Set exercise:
From the line with "spot the window frame" through the final line, transcribe the material below character for character; include no other lines.

Data listing:
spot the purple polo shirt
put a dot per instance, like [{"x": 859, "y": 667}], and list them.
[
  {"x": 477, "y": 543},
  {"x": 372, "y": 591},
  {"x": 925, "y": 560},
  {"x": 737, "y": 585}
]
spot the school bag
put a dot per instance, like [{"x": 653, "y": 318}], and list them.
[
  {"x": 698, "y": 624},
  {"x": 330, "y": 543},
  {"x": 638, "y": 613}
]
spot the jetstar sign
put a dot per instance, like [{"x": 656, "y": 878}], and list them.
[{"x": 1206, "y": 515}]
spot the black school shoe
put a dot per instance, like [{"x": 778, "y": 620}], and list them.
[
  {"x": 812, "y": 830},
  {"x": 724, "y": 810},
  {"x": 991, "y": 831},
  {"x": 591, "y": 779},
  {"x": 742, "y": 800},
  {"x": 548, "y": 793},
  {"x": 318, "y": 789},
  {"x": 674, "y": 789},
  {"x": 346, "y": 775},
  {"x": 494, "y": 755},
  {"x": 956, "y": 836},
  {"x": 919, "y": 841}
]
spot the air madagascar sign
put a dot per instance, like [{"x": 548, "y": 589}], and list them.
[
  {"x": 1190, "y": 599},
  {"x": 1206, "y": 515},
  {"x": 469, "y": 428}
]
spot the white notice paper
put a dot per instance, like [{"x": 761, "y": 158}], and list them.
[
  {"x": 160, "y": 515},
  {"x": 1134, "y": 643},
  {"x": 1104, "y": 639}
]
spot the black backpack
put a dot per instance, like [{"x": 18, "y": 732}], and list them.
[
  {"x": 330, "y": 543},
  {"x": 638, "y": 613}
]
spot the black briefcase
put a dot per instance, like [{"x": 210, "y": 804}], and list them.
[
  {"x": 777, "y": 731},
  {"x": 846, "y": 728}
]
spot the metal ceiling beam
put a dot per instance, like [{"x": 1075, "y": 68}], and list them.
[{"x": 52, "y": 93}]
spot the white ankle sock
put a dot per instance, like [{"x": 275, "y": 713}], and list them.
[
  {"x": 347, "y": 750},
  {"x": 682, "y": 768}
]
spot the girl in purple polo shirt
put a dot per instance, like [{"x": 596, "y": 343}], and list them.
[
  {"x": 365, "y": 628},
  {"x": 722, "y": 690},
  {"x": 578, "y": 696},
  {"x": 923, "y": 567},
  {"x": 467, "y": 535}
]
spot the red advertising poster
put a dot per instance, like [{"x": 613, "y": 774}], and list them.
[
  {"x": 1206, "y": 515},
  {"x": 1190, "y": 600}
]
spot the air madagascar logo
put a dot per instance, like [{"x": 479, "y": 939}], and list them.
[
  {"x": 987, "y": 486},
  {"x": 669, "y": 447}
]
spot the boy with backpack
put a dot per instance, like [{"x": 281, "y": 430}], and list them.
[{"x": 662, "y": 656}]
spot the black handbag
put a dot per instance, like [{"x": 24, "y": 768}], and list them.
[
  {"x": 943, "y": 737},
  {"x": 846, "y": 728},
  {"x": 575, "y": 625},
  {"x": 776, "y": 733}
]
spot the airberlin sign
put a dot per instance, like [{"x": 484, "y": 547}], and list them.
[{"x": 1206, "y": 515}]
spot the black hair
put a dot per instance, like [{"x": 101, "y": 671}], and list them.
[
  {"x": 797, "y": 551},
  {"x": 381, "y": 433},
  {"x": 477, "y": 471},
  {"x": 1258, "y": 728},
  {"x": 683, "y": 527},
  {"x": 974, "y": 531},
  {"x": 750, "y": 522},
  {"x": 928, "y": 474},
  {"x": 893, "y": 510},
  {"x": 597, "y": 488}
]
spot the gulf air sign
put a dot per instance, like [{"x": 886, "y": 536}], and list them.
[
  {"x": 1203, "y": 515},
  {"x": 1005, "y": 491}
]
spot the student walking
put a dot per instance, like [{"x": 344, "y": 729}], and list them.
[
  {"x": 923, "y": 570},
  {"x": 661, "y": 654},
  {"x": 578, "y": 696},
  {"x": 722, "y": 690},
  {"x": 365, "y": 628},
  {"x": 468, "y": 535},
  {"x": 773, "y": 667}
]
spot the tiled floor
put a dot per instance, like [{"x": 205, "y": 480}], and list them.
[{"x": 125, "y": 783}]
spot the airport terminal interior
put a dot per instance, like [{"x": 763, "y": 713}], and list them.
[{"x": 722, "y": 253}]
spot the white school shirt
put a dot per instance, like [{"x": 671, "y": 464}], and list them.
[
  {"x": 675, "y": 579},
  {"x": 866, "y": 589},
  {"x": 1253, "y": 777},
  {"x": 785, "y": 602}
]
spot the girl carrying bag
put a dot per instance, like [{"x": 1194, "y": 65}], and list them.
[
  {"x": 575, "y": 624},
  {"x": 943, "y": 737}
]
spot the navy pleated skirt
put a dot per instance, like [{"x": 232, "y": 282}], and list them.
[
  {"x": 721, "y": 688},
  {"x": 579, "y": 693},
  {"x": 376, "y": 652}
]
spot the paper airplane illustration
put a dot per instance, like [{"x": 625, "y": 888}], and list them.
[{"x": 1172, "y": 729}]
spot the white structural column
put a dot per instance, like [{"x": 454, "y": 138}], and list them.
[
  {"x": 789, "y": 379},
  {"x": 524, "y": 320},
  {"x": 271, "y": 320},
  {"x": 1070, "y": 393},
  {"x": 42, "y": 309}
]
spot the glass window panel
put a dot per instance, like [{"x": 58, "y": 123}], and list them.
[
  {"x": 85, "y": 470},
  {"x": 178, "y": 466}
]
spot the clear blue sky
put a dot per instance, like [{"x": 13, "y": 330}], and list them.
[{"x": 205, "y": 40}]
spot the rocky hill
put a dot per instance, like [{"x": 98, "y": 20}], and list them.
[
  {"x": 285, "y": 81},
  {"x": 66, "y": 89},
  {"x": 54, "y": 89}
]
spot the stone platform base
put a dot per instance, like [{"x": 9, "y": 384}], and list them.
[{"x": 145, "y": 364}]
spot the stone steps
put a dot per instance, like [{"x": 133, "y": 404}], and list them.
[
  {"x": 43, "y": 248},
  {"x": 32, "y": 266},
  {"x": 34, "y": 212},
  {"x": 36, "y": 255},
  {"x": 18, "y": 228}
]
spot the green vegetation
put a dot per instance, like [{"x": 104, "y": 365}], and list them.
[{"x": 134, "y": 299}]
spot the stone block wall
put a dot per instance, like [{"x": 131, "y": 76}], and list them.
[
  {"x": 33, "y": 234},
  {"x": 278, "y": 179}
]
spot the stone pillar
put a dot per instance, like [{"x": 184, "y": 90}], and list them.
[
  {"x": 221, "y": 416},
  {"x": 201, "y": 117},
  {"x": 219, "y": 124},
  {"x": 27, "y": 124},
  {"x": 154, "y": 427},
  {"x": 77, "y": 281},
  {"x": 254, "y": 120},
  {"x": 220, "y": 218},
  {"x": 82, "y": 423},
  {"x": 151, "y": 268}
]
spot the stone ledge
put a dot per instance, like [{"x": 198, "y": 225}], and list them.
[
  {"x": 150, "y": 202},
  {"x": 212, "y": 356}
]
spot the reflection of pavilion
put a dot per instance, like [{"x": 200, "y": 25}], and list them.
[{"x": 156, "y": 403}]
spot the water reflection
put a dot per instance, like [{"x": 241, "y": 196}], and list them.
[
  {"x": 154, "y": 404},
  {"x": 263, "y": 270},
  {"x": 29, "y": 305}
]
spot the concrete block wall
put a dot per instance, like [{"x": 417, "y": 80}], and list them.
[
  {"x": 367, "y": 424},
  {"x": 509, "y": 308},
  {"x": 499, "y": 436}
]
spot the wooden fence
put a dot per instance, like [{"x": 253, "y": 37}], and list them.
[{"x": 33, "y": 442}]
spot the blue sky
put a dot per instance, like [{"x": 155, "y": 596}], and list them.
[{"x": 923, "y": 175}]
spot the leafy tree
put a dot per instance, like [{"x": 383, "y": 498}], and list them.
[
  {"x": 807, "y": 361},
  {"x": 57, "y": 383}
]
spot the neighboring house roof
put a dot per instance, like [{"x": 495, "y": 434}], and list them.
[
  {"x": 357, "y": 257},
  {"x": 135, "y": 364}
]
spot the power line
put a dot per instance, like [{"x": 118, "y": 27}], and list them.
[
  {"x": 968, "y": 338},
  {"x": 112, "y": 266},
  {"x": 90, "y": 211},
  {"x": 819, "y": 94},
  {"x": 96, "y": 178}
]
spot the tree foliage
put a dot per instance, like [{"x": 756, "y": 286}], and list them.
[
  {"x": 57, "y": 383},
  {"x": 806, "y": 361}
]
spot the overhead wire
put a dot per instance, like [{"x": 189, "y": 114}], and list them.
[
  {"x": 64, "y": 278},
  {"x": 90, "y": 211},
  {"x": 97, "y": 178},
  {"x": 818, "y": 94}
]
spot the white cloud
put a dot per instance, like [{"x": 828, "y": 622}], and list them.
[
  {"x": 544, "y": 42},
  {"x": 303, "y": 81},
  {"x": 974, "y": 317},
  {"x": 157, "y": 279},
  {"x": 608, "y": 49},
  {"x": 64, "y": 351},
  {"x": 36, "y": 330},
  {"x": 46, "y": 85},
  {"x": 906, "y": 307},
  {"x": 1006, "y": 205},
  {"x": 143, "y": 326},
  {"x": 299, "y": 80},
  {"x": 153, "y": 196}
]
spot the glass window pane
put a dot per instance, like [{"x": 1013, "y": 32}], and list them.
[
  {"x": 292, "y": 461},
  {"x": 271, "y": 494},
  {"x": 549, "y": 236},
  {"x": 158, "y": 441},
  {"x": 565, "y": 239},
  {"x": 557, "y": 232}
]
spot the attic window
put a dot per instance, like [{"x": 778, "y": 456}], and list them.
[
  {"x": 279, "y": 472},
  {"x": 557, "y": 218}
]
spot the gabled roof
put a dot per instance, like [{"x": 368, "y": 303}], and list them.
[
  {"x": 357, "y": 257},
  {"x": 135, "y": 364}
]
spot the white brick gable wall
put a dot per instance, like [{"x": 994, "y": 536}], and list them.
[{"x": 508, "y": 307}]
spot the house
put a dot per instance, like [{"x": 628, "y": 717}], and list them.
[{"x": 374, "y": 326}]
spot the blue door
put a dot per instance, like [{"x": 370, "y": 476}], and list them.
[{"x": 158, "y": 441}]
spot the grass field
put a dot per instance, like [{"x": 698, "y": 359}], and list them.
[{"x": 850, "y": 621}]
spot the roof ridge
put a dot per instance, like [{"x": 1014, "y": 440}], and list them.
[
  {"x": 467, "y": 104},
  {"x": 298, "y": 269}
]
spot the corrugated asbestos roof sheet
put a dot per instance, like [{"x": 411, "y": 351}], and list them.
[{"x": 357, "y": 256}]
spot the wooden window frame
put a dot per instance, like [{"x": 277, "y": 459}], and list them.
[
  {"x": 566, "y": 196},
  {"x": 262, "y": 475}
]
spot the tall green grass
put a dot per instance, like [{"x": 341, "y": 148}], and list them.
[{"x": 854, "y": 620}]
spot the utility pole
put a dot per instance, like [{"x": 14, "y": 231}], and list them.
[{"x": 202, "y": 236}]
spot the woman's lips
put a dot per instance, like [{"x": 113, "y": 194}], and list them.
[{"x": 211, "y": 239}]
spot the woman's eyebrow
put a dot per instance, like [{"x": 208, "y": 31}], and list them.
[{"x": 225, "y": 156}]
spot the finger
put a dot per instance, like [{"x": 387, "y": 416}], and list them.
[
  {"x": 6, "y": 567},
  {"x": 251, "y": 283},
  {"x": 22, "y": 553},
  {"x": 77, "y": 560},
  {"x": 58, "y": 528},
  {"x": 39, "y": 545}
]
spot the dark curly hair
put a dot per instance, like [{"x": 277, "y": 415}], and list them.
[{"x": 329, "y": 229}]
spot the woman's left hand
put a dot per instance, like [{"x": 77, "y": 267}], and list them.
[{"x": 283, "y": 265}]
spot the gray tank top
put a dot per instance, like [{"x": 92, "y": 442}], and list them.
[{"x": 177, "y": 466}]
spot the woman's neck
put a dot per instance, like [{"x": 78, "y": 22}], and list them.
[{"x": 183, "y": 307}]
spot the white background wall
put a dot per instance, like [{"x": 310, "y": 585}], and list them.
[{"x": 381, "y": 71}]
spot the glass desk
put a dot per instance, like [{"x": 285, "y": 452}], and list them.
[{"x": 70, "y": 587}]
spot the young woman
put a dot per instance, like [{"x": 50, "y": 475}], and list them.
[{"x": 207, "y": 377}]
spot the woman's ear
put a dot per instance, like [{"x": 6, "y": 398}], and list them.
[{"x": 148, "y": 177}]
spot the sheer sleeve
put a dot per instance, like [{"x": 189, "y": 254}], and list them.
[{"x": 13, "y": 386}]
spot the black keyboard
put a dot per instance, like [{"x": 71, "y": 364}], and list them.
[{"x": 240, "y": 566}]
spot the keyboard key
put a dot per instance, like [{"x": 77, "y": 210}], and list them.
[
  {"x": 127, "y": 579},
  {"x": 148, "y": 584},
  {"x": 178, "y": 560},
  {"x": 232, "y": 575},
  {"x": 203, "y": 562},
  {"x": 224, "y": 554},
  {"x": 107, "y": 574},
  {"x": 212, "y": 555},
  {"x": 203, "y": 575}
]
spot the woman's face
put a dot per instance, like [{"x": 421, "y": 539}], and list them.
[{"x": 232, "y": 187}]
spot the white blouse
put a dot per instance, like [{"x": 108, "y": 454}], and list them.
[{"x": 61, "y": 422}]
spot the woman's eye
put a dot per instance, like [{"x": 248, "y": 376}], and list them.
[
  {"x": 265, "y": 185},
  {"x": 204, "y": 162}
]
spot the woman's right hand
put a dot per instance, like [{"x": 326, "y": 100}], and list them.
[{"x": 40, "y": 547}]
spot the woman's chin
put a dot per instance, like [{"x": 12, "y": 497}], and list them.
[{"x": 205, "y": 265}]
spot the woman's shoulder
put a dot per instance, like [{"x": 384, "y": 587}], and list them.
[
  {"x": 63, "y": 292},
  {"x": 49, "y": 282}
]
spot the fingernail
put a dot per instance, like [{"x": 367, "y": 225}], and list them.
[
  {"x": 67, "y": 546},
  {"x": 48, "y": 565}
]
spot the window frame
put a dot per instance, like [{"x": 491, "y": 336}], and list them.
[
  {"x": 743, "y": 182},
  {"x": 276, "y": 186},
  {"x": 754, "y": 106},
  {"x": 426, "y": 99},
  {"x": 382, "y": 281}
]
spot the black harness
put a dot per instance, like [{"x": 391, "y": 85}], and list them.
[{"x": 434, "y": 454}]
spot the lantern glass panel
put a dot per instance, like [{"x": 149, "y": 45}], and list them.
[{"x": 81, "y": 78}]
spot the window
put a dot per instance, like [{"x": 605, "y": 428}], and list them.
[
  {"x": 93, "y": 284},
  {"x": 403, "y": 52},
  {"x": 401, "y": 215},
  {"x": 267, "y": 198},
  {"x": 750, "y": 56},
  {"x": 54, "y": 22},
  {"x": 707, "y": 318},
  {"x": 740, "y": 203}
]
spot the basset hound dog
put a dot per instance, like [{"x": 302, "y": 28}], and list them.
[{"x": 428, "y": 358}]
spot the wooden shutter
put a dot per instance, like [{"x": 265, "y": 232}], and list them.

Expected answer:
spot the window frame
put a dot per instance, like [{"x": 491, "y": 336}], and list them.
[
  {"x": 743, "y": 182},
  {"x": 276, "y": 186},
  {"x": 754, "y": 106},
  {"x": 426, "y": 99},
  {"x": 382, "y": 281}
]
spot the black harness
put a dot per instance, like [{"x": 391, "y": 85}], and list them.
[{"x": 434, "y": 454}]
spot the lantern glass panel
put a dot per instance, like [{"x": 149, "y": 45}], and list them.
[{"x": 81, "y": 78}]
spot the window
put a dot per instance, like [{"x": 605, "y": 428}], and list them.
[
  {"x": 93, "y": 284},
  {"x": 403, "y": 52},
  {"x": 401, "y": 215},
  {"x": 267, "y": 198},
  {"x": 750, "y": 56},
  {"x": 54, "y": 22},
  {"x": 707, "y": 318},
  {"x": 740, "y": 203}
]
spot the basset hound dog
put a dot per instance, like [{"x": 302, "y": 28}], and list them.
[{"x": 428, "y": 358}]
spot the wooden shutter
put a dot per instance, like [{"x": 265, "y": 232}], and list them.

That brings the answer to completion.